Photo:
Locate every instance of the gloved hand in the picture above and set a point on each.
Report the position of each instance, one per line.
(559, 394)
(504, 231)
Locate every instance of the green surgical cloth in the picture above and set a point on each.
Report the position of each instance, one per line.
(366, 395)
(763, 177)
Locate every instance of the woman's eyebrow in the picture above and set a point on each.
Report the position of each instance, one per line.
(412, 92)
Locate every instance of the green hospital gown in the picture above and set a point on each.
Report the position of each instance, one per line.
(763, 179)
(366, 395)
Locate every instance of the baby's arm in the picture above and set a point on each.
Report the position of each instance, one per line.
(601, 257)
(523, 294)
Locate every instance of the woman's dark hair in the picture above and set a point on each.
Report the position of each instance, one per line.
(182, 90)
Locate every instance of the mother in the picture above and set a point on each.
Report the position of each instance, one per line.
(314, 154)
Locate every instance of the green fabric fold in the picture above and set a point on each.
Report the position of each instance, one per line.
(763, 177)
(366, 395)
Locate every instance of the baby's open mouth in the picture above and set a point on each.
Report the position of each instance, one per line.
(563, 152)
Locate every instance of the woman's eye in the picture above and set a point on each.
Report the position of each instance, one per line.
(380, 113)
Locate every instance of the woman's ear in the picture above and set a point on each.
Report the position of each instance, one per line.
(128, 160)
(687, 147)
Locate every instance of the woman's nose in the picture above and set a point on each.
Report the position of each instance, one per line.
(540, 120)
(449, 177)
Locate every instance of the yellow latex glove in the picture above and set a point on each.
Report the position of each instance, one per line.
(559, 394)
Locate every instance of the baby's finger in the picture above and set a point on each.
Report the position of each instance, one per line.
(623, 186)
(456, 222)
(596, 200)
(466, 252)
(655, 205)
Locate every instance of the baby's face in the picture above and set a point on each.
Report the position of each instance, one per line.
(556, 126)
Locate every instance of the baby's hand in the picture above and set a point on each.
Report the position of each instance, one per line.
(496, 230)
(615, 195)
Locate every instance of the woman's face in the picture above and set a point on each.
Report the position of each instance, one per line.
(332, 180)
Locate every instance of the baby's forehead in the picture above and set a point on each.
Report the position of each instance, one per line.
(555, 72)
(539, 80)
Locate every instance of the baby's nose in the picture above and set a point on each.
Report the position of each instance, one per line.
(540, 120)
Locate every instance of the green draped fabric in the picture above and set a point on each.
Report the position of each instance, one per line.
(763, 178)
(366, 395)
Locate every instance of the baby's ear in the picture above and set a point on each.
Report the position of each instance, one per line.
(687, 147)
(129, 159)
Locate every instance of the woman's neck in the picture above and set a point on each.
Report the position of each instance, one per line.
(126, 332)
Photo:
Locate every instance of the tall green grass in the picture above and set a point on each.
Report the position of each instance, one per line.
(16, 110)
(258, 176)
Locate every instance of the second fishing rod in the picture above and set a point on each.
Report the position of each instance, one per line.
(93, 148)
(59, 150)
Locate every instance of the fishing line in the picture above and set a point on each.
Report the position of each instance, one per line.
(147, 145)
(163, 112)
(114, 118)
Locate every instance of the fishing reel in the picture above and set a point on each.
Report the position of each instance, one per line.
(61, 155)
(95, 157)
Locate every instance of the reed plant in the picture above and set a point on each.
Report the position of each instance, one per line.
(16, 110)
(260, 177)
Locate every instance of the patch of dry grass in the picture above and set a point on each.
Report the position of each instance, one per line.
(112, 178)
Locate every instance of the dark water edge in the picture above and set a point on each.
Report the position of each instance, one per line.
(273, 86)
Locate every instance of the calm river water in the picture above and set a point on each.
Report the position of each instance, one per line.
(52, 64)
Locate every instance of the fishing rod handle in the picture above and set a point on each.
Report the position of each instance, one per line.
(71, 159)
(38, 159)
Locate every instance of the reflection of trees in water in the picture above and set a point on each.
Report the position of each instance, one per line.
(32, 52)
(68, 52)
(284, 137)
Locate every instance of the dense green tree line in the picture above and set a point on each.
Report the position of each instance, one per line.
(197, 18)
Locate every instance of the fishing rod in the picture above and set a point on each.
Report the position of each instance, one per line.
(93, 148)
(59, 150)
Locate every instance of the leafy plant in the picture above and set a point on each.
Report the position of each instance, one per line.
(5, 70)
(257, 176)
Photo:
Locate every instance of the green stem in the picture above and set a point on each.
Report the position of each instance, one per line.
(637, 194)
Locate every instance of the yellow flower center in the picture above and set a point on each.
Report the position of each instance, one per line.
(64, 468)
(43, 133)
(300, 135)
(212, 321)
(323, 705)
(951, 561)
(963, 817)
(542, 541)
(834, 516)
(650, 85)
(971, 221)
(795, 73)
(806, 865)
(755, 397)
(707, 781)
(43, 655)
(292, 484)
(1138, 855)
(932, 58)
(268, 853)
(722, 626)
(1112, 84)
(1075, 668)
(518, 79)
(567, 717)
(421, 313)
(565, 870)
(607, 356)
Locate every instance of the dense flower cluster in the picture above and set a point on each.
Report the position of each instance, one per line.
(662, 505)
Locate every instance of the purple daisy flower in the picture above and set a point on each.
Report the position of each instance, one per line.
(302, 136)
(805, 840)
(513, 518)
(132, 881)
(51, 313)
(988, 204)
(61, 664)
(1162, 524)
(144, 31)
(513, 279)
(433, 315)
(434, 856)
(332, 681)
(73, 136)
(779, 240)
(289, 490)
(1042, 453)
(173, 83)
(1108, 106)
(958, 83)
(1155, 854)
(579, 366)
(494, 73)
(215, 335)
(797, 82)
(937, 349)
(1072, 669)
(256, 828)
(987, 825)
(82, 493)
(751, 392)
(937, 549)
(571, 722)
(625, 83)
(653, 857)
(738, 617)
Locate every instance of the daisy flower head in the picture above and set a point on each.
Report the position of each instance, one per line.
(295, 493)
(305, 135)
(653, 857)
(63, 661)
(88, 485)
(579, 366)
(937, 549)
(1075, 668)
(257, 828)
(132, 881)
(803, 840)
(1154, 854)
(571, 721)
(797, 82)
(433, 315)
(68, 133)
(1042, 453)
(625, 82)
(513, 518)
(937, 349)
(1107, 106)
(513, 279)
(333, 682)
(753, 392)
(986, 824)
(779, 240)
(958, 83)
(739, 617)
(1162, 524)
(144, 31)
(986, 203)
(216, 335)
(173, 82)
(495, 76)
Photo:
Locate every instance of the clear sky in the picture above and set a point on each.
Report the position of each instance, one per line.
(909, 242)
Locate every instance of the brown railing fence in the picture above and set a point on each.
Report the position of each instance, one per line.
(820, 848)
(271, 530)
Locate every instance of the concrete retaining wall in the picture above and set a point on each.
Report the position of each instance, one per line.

────────────────

* _Required work_
All the entries above are to be transcribed without any alteration.

* _Exercise answer_
Photo:
Locate every instance of the gloved hand in the picture above and set a point on each.
Report the position of each instance, one per line.
(559, 394)
(504, 231)
Locate every instance of the green surgical cloth in the picture above and set a point on each.
Report the position of each instance, one per line.
(366, 395)
(763, 177)
Locate every instance of the woman's eyebrow in the picture above and set a point on each.
Report the position of each instance, one per line.
(412, 92)
Locate every instance of the green hospital gown in the picture above and set a point on each.
Report the position of each instance, one per line.
(763, 179)
(366, 395)
Locate every instance of the baby's arm in the picture above and set a point on each.
Report the position of each instance, one per line.
(601, 257)
(523, 294)
Locate every instance of the woman's dark hair in the picture above and set a point on each.
Report the position of each instance, one per line.
(182, 90)
Locate every instance of the mother in the picture above and set a point on each.
Report the position of each instance, one per line.
(314, 154)
Locate every instance of the green fabric fold in the picture above and set a point on each.
Report the position of each instance, one per line.
(763, 177)
(366, 395)
Locate every instance of the baby's open mouth in the picture above and set a point on each.
Report the position of each instance, one per line.
(563, 152)
Locate every instance of the woman's eye in the picture above and set a point on each.
Report the position of each instance, one per line.
(380, 113)
Locate every instance of the woman's ear in the picture above and set a point on each.
Report the position of each instance, one per line.
(128, 160)
(687, 147)
Locate every instance of the woman's nose in the picture above and set a point on each.
Report the position of each instance, one per line.
(540, 120)
(449, 177)
Locate every instance of the yellow latex glove in the picture above and set a point on each.
Report the position of each instance, one per line.
(559, 394)
Locate every instance of the baby's finger in the picture above and set a point on each.
Report the position of each instance, one per line.
(623, 186)
(456, 222)
(596, 200)
(466, 252)
(655, 205)
Locate every instance of the baby's face in the picture above and set a point on each.
Report the position of each instance, one per line.
(556, 126)
Locate every instance of the baby's hand in the picture above and set a point on each.
Report the position of each instance, one per line.
(496, 230)
(615, 195)
Locate every instance of the woman's face in the picture above and set a point on each.
Report the position of each instance, one per line.
(332, 180)
Locate every instance of the baby's forehead in the picture above and set a point on each.
Report the position of each instance, one per line.
(555, 72)
(539, 80)
Locate every instance of the baby's nose in the picture above and set a point on each.
Report the position of each instance, one per line.
(540, 120)
Locate every instance of the green draped fabric in the picture above and set a point on each.
Report the position of each instance, one per line.
(763, 178)
(366, 395)
Locate every instance of the baby's ear in the picture above and set a point on each.
Report the position of each instance, one per line.
(687, 147)
(129, 159)
Locate every instance of the woman's neck in the picture above and set a point on each.
Report the position of each instance, one per line.
(126, 332)
Photo:
Locate every instance of the tall green grass in the picture above and set a point on each.
Report the position of each instance, one per line.
(16, 110)
(258, 176)
Locate every instance of the second fishing rod in the picture above and set a point on each.
Report the position of each instance, one per line.
(93, 148)
(59, 150)
Locate every instance of the fishing line in the picture above and set a point on each.
Report the position of each instance, one per line.
(147, 145)
(163, 112)
(114, 118)
Locate every instance of the fishing reel in the picture above and set a point on each.
Report the position of each instance, one per line.
(61, 155)
(95, 157)
Locate every instance of the reed plant in the picture above and set a point on each.
Report the position of each instance, one per line.
(16, 110)
(260, 177)
Locate every instance of the patch of dry grass in the picture above and set a point on each.
Report the position of each instance, one per line.
(112, 178)
Locate every instance of the dark water edge in the picture above and set a point on each.
Report the position of each instance, one per line.
(273, 86)
Locate every instance of the calm river water in the picture above and set a point on each.
Report the position of each instance, one per line.
(52, 64)
Locate every instance of the fishing rod handle in the picture above and set a point on each.
Report the position of each instance, one per line.
(71, 159)
(38, 159)
Locate every instance of the reflection of trees in water in the picture above and set a point on each.
Report the position of each instance, one per line.
(32, 52)
(68, 52)
(284, 137)
Locate every instance of the dense green tree line in the picture above and set a point on each.
Report the position of each instance, one per line.
(197, 18)
Locate every instance of the fishing rod in the picture above and set a point on each.
Report the position of each instance, one per line.
(93, 148)
(59, 150)
Locate every instance of the leafy plant in the picture above and set a point on each.
Report the position of each instance, one per line.
(5, 70)
(257, 176)
Photo:
Locate every instance of the green stem in the picture above and set a point on each.
Report the position of each instance, one per line.
(637, 194)
Locate every instance of the yellow flower center in the picture above and set a point on each.
Report the position of each instance, one per line.
(64, 468)
(43, 133)
(300, 135)
(212, 321)
(323, 705)
(951, 561)
(963, 817)
(542, 541)
(834, 516)
(650, 85)
(971, 221)
(795, 73)
(806, 865)
(755, 397)
(707, 781)
(43, 655)
(292, 484)
(1138, 855)
(932, 58)
(268, 853)
(722, 626)
(1112, 84)
(1075, 668)
(518, 79)
(567, 717)
(421, 313)
(565, 870)
(607, 356)
Locate every instance of the dense flower cluster in the picture above and set a point on each.
Report the position of each instance, one per line.
(662, 505)
Locate every instance of the purple daisy flower in the picture above and set a point on each.
Report the position of each instance, one per line.
(302, 136)
(805, 840)
(513, 518)
(132, 881)
(51, 313)
(988, 204)
(61, 664)
(1162, 524)
(144, 31)
(513, 279)
(433, 315)
(434, 856)
(332, 681)
(73, 136)
(779, 240)
(289, 490)
(1042, 453)
(173, 83)
(1108, 106)
(958, 83)
(1155, 854)
(579, 366)
(494, 73)
(215, 335)
(797, 82)
(937, 349)
(1072, 669)
(256, 828)
(987, 825)
(82, 493)
(751, 392)
(937, 549)
(571, 722)
(625, 83)
(653, 857)
(738, 617)
Locate every instance of the daisy flower head in the picture above and set a point on each.
Report the position of each instance, one per line.
(295, 493)
(305, 135)
(653, 857)
(63, 661)
(88, 485)
(579, 366)
(937, 549)
(1075, 668)
(257, 828)
(132, 881)
(803, 840)
(1154, 854)
(571, 721)
(797, 82)
(433, 315)
(68, 133)
(1042, 453)
(625, 82)
(513, 518)
(937, 349)
(1107, 106)
(513, 279)
(333, 682)
(753, 392)
(986, 824)
(779, 240)
(958, 83)
(739, 617)
(1162, 524)
(144, 31)
(986, 203)
(216, 335)
(173, 82)
(495, 76)
Photo:
Locate every instance of the clear sky in the picture above and set a point on each.
Report the position of each instance, one per line.
(909, 242)
Locate every instance of the brown railing fence in the picture above and set a point on each.
Report the position of each instance, one per line.
(820, 848)
(271, 530)
Locate every instance of the concrete retaining wall in the picture above and set a point on each.
Report the position of each instance, one per line.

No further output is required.